*ASSIGNMENT:*
Take each line of the entries below that contains "like" and copy it.

*RECORDED INFORMATION:*

----

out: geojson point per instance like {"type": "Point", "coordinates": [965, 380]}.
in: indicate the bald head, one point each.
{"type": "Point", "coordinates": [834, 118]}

----

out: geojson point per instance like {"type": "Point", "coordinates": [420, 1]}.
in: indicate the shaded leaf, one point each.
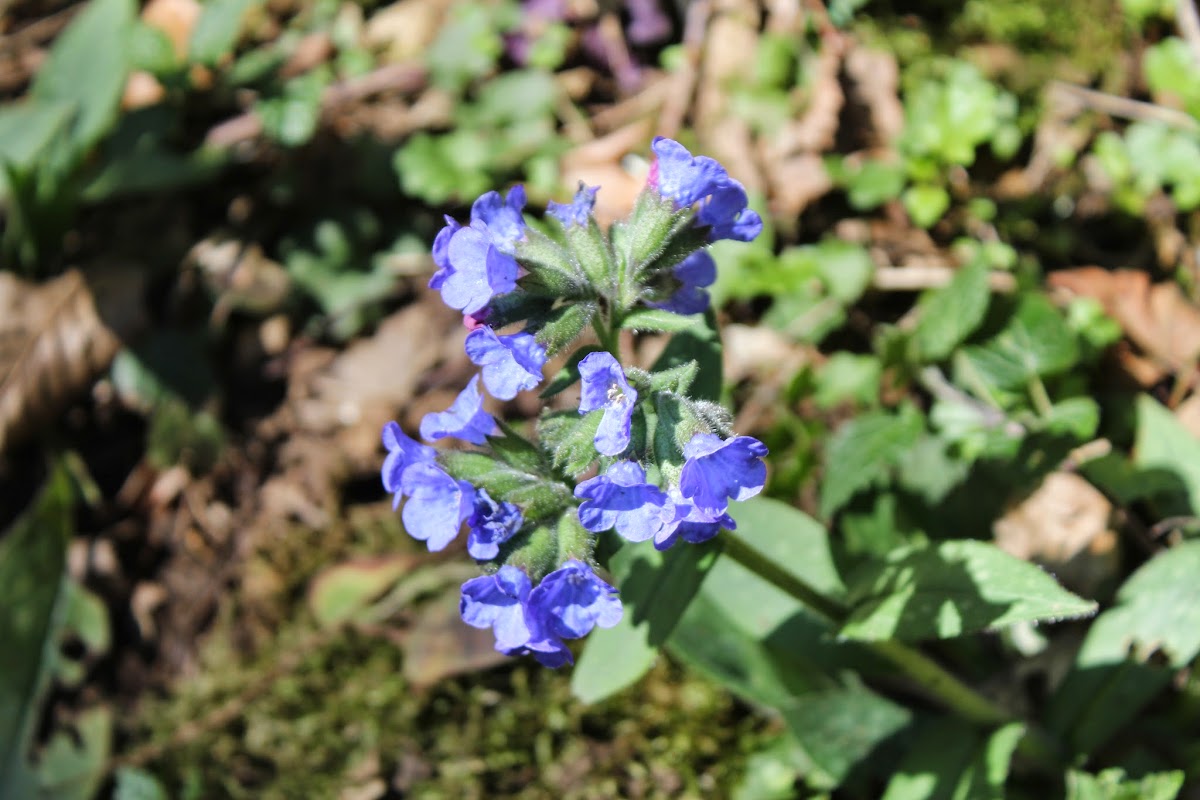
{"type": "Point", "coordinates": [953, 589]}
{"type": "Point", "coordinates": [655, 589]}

----

*TASK RESPONSE:*
out: geojson point per instance like {"type": "Point", "coordinates": [965, 380]}.
out: geojson point per instance like {"type": "Point", "coordinates": [420, 1]}.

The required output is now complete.